### EXERCISE OBJECTIVE:
Only the lines from the one with "Which pixel lies on the old" onward are wanted, through the last line of the entries, set down exactly.

--------

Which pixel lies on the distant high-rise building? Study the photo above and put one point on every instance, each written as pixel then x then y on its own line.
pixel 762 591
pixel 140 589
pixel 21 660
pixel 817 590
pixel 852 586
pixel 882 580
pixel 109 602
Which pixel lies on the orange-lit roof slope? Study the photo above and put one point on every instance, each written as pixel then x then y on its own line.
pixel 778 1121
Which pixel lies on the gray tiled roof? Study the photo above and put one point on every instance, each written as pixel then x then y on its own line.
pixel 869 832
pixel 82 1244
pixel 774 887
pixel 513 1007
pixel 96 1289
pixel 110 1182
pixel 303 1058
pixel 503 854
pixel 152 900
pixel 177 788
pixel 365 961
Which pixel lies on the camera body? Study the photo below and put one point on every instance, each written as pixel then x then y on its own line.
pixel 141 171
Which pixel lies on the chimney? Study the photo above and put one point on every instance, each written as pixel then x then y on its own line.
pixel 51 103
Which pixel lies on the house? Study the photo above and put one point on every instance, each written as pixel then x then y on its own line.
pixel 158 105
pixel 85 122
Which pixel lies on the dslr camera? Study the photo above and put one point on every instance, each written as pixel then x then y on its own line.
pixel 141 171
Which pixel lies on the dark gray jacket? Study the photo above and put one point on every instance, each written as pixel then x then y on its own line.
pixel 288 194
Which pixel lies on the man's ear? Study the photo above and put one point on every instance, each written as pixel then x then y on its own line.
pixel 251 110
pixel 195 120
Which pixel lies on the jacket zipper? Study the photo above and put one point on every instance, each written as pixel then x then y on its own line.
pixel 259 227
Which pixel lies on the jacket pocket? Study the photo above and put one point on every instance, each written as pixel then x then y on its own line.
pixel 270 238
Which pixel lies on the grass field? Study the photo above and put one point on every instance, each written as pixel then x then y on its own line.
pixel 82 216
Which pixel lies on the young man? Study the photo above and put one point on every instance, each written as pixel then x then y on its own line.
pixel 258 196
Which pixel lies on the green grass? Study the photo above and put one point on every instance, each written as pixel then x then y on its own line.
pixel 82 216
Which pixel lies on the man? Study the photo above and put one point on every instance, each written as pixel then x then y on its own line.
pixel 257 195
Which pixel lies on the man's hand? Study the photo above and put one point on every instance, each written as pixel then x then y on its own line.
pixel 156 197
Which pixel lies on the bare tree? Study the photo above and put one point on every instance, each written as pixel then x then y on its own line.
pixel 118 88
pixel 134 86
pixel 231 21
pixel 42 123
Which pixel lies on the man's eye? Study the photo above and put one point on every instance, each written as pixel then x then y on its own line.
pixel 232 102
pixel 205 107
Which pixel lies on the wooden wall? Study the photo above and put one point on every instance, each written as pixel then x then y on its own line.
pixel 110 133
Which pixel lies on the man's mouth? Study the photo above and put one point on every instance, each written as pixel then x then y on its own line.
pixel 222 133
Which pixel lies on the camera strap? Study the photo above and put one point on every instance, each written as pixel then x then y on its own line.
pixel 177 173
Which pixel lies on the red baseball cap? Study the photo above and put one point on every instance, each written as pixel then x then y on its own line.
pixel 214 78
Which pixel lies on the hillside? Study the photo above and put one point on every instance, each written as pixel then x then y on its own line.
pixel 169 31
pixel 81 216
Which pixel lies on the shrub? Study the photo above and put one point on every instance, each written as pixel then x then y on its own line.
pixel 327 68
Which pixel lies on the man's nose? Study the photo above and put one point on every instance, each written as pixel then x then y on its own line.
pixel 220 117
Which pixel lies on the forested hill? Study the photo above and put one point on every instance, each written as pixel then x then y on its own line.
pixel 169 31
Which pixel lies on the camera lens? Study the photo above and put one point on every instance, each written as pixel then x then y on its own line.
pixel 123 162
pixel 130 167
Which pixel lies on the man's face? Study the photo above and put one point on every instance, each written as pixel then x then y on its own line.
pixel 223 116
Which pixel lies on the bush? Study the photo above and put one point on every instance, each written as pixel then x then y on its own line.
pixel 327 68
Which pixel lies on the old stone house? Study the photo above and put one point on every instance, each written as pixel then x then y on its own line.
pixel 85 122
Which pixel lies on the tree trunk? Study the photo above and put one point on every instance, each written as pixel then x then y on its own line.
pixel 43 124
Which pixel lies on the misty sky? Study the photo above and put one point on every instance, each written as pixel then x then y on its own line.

--------

### ANSWER SPACE:
Which pixel lies on the old stone house? Study the photo above and put one point on every instance, each written as pixel then x then y on its own line.
pixel 85 122
Which pixel lies on the tree trunk? Study the photo above and put one point on every instance, each written as pixel then x then y on its own line.
pixel 43 124
Which pixel lies on the misty sky? Study the photo above and put one point on every instance, each written as pixel then x then y on its own line.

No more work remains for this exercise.